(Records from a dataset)
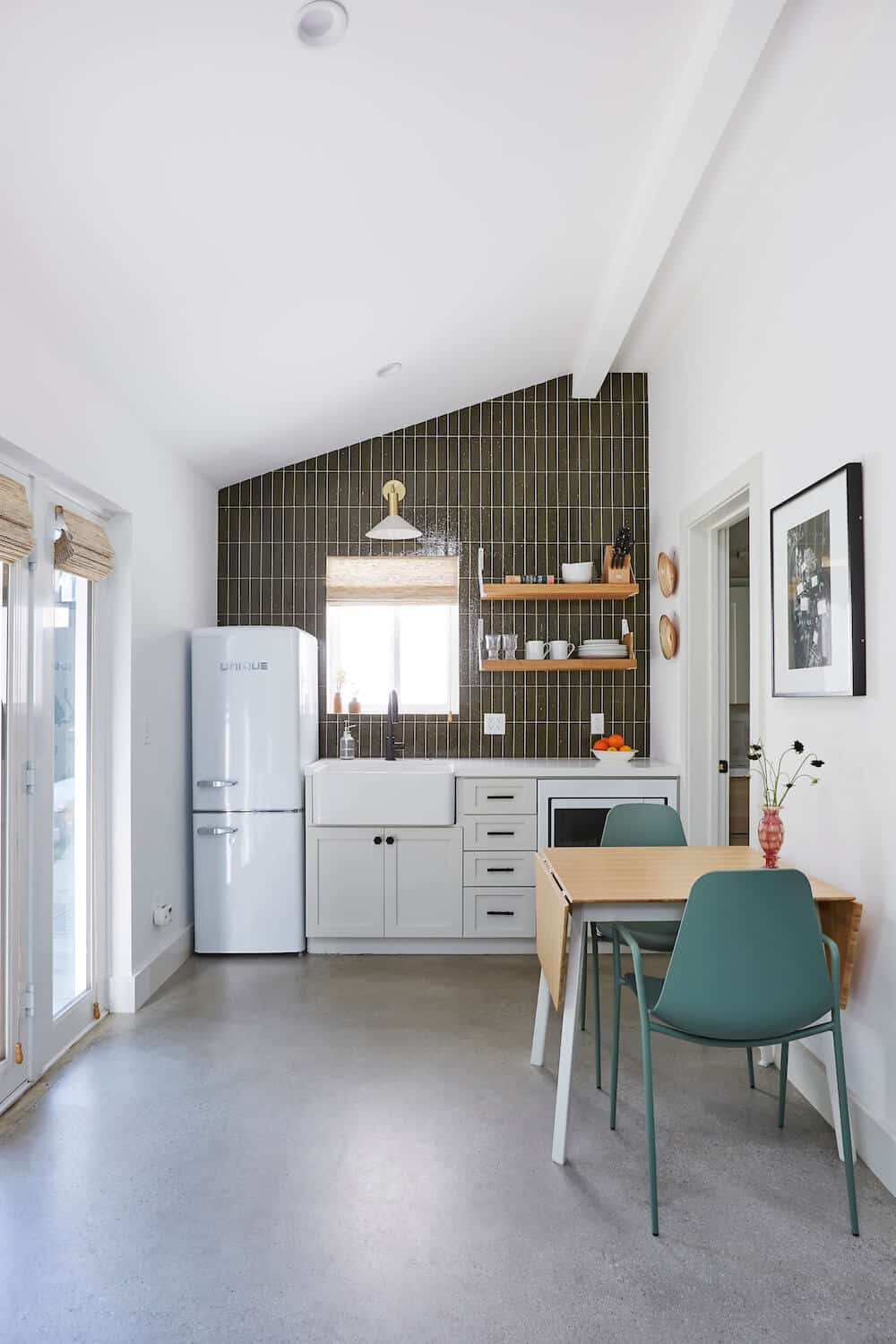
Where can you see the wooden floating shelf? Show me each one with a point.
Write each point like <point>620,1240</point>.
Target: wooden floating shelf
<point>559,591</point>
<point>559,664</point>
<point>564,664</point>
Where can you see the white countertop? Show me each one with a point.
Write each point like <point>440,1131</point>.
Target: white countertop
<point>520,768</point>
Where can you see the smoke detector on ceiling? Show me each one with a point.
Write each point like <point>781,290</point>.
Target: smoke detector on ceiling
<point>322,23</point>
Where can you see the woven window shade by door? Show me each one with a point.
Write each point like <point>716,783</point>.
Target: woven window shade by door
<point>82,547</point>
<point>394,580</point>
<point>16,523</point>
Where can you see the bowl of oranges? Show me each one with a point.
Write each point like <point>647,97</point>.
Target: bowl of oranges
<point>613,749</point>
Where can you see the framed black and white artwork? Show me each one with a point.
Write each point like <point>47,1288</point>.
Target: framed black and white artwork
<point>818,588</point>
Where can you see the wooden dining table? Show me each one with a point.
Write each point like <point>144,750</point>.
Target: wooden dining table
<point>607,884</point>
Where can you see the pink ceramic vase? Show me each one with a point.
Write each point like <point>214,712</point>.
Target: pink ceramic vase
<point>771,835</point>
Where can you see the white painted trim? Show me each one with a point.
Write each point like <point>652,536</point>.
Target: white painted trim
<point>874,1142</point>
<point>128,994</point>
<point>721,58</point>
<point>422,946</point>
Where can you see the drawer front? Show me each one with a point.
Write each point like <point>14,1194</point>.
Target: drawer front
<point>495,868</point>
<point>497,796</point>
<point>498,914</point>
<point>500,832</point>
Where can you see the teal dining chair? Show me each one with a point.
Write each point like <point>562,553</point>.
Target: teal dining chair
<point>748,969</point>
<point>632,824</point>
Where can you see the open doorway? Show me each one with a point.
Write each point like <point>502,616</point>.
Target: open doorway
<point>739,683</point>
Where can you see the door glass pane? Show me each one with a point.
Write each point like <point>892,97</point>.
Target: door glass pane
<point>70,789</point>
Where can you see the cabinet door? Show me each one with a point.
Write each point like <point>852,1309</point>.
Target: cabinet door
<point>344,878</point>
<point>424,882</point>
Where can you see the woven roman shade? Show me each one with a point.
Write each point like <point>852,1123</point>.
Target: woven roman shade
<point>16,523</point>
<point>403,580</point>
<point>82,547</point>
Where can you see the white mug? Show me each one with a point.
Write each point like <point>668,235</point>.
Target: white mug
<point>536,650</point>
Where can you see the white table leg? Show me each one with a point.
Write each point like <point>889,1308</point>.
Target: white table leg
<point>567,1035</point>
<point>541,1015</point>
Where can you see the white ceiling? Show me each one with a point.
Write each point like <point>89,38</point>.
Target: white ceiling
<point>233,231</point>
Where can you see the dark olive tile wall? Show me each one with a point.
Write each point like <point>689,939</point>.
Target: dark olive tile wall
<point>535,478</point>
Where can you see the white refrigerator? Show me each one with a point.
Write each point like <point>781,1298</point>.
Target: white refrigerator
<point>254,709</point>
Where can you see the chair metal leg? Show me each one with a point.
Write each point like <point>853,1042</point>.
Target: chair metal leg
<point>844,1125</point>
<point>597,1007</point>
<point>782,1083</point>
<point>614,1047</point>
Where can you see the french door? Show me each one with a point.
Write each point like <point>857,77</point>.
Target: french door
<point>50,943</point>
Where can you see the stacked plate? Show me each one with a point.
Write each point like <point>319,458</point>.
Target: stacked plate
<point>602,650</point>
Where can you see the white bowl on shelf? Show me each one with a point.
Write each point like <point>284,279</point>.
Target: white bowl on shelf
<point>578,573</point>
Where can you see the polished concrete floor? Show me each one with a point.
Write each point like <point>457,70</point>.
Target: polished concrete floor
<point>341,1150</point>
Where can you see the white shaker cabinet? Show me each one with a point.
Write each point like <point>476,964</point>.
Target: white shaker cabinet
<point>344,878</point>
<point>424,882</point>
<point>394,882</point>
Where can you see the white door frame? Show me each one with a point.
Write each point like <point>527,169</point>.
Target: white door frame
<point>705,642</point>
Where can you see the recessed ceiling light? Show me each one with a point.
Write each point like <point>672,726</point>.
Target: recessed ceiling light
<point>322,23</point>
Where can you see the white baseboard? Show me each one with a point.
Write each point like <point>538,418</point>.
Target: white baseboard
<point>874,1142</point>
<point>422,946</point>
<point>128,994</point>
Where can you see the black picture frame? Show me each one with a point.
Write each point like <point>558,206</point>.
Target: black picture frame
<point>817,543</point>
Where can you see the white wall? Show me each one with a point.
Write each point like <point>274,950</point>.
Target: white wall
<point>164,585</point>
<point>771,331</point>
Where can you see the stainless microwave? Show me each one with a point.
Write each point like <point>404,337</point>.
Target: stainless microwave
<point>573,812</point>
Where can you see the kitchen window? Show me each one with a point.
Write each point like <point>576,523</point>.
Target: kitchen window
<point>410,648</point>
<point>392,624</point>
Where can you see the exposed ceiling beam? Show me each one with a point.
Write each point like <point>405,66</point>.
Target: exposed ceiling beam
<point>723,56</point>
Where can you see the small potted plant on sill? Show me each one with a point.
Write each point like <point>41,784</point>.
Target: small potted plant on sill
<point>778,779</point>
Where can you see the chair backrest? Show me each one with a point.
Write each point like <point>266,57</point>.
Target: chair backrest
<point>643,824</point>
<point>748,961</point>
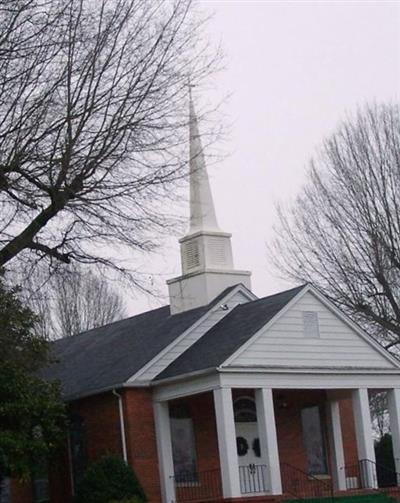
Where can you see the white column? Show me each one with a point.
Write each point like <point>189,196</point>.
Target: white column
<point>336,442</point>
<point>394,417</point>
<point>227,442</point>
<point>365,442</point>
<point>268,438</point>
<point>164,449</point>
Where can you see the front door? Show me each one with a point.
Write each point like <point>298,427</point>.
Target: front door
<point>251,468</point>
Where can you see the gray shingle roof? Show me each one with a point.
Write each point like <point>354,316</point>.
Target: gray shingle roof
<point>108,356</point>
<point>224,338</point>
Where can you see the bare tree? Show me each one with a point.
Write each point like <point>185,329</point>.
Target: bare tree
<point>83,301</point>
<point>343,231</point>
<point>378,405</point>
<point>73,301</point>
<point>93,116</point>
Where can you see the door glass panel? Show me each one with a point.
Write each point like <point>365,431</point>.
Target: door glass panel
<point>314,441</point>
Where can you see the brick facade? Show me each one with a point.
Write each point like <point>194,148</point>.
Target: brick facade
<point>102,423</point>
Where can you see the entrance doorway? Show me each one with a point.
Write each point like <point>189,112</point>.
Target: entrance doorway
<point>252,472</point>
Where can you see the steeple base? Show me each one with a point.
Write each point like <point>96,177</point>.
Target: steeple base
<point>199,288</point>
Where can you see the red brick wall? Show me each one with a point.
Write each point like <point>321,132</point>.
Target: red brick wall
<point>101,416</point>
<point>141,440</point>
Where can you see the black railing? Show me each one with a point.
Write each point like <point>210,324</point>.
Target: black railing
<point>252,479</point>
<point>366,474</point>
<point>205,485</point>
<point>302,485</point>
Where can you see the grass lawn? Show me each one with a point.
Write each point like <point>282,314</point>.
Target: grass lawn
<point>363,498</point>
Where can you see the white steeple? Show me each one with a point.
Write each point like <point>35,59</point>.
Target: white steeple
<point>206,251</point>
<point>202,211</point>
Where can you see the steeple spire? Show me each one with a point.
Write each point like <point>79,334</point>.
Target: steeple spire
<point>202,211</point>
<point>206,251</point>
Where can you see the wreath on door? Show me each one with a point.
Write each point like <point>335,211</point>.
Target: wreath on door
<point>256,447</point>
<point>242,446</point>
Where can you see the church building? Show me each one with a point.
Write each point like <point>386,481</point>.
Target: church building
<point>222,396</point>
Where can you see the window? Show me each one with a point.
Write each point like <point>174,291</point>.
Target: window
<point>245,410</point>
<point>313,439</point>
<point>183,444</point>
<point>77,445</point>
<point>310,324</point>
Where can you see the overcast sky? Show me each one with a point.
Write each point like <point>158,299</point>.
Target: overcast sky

--

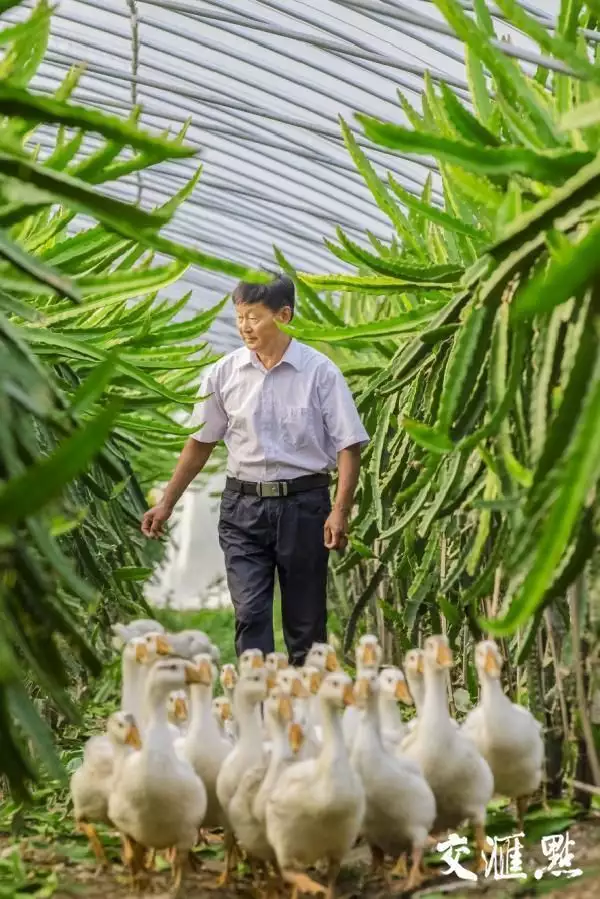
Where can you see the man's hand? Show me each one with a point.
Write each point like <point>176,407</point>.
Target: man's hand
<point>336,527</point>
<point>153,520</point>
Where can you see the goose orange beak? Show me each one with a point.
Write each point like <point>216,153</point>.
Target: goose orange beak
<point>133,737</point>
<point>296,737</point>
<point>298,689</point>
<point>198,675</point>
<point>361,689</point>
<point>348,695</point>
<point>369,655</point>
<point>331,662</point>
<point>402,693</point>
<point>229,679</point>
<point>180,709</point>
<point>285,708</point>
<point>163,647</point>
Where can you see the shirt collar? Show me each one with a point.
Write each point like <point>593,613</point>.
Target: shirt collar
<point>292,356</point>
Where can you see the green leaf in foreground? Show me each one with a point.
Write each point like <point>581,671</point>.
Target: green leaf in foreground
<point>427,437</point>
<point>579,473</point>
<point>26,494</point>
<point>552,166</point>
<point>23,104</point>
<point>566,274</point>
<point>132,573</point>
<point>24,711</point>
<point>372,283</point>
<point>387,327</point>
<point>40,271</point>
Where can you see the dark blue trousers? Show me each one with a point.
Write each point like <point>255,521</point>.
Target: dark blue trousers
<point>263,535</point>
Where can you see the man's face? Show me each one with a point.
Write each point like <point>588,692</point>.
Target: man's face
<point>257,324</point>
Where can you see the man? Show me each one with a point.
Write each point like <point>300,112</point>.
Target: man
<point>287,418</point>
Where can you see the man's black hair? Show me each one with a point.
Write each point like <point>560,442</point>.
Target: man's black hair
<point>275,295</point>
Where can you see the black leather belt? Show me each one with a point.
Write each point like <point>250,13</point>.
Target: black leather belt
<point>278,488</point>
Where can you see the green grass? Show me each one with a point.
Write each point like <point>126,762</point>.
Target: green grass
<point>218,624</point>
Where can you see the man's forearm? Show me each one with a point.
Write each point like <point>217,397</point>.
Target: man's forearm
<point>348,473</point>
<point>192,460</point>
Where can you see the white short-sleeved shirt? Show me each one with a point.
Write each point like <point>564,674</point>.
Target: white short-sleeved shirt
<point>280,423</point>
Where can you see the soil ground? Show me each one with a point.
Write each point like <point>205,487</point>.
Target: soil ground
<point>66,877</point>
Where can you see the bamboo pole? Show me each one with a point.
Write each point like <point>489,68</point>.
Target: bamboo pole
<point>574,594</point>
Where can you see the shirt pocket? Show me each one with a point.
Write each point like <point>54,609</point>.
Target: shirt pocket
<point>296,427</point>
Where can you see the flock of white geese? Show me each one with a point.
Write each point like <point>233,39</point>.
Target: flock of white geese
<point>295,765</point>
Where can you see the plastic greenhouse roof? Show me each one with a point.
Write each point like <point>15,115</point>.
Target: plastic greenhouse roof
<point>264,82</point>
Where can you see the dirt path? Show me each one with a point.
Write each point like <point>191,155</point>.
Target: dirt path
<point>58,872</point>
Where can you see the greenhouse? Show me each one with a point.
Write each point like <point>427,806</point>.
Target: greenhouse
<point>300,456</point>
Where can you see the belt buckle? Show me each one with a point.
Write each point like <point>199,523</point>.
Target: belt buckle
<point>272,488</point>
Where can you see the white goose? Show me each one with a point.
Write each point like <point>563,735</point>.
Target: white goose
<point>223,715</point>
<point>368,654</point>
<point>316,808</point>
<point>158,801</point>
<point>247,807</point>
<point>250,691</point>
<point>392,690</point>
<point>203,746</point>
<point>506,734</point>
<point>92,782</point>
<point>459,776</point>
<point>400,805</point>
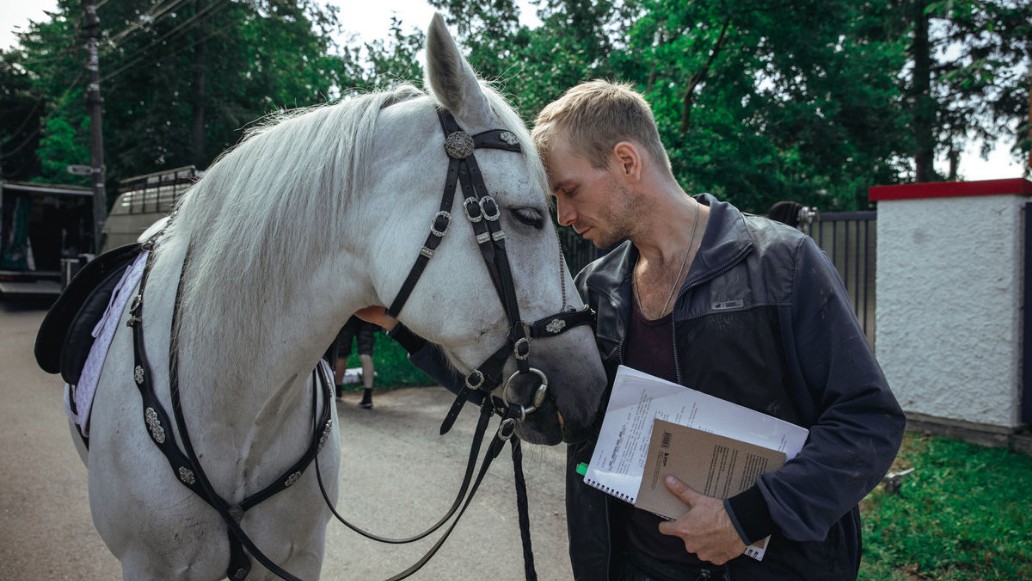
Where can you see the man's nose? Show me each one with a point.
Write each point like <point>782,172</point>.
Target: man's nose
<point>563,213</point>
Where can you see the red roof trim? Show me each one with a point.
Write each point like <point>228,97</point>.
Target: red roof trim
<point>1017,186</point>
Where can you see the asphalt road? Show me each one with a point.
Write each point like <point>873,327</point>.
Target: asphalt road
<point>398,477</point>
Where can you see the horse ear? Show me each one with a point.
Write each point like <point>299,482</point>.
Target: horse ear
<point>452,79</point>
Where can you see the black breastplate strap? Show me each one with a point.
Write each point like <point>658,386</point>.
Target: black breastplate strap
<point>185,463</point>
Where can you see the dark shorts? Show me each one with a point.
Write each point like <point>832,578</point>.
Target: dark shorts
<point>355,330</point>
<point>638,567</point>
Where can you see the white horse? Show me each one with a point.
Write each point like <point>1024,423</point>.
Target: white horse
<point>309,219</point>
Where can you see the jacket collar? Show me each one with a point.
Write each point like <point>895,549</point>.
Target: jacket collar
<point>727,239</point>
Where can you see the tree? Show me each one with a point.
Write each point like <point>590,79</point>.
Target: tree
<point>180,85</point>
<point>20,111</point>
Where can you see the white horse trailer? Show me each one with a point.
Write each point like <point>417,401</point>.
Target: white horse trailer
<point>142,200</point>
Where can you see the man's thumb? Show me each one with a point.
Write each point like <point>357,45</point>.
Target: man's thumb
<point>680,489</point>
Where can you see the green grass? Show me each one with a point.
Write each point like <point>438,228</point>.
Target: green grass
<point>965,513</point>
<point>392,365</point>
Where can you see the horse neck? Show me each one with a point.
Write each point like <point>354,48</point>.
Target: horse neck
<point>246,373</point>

== STATED PROBLEM ==
Please return the material above word for word, beginning with the line containing "Where can you see the wooden floating" and continuing through the line containing "<point>613,749</point>", with both of those lines included.

== RESULT ==
Where can you see the wooden floating shelf? Show me each one with a point.
Write each point like <point>620,1240</point>.
Target: wooden floating shelf
<point>559,591</point>
<point>559,664</point>
<point>564,664</point>
Where can you see the white countertop? Show me each one with a point.
Write each point like <point>440,1131</point>.
Target: white countertop
<point>520,768</point>
Where can you see the smoke detector on ceiling? Show me each one with a point.
Write each point like <point>781,290</point>.
Target: smoke detector on ceiling
<point>322,23</point>
Where can you see the woven window shade by door? Show me each one with a point.
Write each point like <point>716,783</point>.
Target: woven window shade by door
<point>82,547</point>
<point>394,580</point>
<point>16,523</point>
Where can you see the bowl of oranges? Show me each one with a point.
Write each point like <point>647,97</point>.
Target: bowl of oranges
<point>613,749</point>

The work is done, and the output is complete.